Supplied passage Block Start

The little “fright” suffered by South Australians last Sunday, has literally sounded the death knell of the wind industry in Australia (if not around the world).
No matter how hard they try to spin away the results, the wind industry will not escape the consequence of having a whole population alive to the fact that attempting to rely upon wind power as a meaningful power generation source in a modern economy is patent nonsense; pure and simple.
Sure, for ‘dreamy’, sandal-wearing types, cruising past a wind farm in a Prius might be a kind of religious experience; in their eyes, things of ‘beauty’ and ‘wonder’. But it’s that very kind of woolly-headed ‘thinking’ which means that, all too often, the “debate” about these things boils down to an infantile nonsense about whether or not one likes the “look” of them.
As if meaningfully powering an economy is about “aesthetics”; rather than providing something that is affordable and can be safely depended upon to be delivered around the clock; rain, hail or shine.
But, try as they might, South Australia’s massive wind-power-collapse driven blackout is a fact that cannot be hidden, erased or avoided: as they say, ‘you can fool some of the people, some of the time, but you can’t fool all the people all the time’.
As one frustrated South Australian commented on the Advertiser’s site:
“This is what happens when 40% of our power is provided by solar and wind and you have to rely on another state for the rest, my tip, get used to it. Renewable energy works well in Utopia, meanwhile in the real world …”.
“At the price we pay it should simply NOT HAPPEN”.
“When you pay a premium price you expect a premium service. The most expensive power in the world and the most unreliable, sort of says something don’t you think?”
And another – who scored a direct hit:
“Solar only works during the day and wind only works when it blows. The wind stopped blowing last night and loaded up the interconnector and it was only the Pt Augusta Power Station that stopped this state going into darkness. We do not have a reliable base load generator to take up the slack when the wind stops blowing as said by the state treasurer this morning.”
The fundamental failure of wind power generation – namely that it can only ever be delivered at crazy, random intervals (if at all) and can’t be stored – was picked up in hundreds of other comments on the same story (and other news sites); and along the same lines, as those few selected above.
Electricity has no commercial value, unless it can be delivered 24 x 365 – ON DEMAND.
Now, to the horror of 110,000 South Australian households and businesses, the failure of wind power to deliver at all, has just shocked them into the realisation that not only does wind power have absolutely NO commercial value; it comes with whopping, unexpected and uncontrollable costs. Along with totally avoidable risks to life and limb.
For just a couple of examples of what having reliable power really means, think of cars and trucks thundering through unlit intersections without traffic lights after dark; and people plugged into life support systems in blacked-out homes; or hospitals where their backup generator goes down, too.
In the Australian wind power capital’s ‘court of public opinion’, the wind industry’s ‘case’ has been thoroughly rejected, with its 17 wind farms found guilty of caprice and impertinent sloth. And rightly so.
After last Sunday’s debacle, power punters undertook their own ‘whodunnit’, and it didn’t take them long to pin the culprit.
In a world where governments and a gullible and pliant media have been spruiking 50% renewable targets; and the ‘marvels’ of wind power, for close to a decade, there arises a little ‘messaging’ problem, when the objects of their fawning desire fail to deliver the goods.
Whether you’re a ‘hard-right, coal-eating, climate-denier’; or a ‘social-progressive (read ‘neo-Marxist’), believer’, you’ll have at least one thing in common, as the great wind power fraud reaches its inevitable climax; and that’s sitting freezing (or boiling) in the dark. Welcome to your wind ‘powered’ future.

Supplied passage Block End

▶ _Work task 1_: According to the blackout commentary, how many wind farms does South Australia have?
▶ _Work task 2_: In the blackout commentary, substitute "shivering" for "freezing" and write out the passage from "Whether you’re a" up to and including "wind ‘powered’ future.".
This material has no connection to the blackout commentary.

Dataset extract Block Start

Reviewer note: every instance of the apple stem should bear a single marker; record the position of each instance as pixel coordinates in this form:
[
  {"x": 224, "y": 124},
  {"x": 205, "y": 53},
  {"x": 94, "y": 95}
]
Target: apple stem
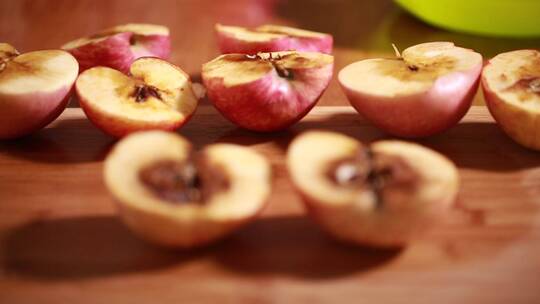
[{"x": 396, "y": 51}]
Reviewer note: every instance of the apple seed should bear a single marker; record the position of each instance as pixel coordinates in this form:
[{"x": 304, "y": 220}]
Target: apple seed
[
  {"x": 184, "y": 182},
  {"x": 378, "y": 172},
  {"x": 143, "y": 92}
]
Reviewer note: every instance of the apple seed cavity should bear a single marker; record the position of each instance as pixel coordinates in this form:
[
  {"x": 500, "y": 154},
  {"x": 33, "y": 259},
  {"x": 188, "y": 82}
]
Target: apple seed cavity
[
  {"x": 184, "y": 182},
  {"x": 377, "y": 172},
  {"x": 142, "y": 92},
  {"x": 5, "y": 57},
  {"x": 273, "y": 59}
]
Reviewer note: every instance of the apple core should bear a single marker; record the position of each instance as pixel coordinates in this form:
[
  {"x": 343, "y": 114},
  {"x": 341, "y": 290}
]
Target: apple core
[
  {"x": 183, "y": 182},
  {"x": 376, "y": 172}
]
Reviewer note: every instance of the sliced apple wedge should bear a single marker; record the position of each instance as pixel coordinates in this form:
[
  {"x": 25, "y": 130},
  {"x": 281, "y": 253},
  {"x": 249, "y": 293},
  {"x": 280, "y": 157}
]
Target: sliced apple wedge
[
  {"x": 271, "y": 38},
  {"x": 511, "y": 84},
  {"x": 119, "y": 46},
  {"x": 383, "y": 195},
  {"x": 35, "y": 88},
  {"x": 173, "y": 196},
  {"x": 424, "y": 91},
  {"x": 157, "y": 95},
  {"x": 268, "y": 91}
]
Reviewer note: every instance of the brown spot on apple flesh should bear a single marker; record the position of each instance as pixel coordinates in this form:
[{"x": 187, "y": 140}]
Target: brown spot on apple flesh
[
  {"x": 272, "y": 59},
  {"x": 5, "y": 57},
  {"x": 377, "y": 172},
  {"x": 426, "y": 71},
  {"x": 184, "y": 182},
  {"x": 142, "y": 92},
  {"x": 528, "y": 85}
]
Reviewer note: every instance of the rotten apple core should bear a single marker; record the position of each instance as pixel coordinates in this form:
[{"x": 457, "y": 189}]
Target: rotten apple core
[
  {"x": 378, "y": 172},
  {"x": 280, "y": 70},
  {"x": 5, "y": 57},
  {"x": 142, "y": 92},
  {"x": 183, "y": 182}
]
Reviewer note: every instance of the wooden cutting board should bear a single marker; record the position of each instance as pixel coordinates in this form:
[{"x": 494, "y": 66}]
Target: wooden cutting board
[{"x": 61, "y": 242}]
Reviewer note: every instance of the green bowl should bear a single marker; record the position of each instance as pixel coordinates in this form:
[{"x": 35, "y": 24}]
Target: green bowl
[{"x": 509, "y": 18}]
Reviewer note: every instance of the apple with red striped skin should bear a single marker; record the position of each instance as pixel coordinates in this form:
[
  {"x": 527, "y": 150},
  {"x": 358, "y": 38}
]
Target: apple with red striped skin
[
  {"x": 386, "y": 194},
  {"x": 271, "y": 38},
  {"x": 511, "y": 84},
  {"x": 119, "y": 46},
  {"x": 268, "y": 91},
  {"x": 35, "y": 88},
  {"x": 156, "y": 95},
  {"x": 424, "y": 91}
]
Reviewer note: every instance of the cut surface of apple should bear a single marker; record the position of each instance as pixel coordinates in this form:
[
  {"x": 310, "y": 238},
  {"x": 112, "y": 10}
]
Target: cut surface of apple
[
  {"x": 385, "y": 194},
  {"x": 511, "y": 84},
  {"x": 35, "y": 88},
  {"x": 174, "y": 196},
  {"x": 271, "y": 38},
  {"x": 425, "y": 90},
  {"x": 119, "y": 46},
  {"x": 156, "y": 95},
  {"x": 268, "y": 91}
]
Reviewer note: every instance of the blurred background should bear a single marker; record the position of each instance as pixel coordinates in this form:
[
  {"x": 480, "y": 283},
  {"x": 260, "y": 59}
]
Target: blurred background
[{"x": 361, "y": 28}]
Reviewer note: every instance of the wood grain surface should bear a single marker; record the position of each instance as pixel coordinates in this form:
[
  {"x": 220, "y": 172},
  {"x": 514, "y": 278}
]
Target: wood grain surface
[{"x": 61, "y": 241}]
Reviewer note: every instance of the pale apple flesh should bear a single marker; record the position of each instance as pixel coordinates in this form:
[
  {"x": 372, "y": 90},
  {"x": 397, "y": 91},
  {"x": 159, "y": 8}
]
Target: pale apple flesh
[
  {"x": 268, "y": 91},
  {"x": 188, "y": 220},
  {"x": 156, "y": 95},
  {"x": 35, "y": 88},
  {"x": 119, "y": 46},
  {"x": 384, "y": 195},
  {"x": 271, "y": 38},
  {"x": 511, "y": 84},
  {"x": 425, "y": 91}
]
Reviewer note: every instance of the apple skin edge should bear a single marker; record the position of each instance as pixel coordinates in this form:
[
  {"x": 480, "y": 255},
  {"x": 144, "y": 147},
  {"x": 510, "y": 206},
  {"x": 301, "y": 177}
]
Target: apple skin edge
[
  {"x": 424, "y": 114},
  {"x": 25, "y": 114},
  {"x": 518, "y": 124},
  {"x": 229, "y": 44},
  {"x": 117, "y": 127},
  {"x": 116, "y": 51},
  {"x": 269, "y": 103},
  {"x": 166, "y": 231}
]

Dataset extract Block End

▶ _Written response 1_: 17

▶ _Written response 2_:
Whether you’re a ‘hard-right, coal-eating, climate-denier’; or a ‘social-progressive (read ‘neo-Marxist’), believer’, you’ll have at least one thing in common, as the great wind power fraud reaches its inevitable climax; and that’s sitting shivering (or boiling) in the dark. Welcome to your wind ‘powered’ future.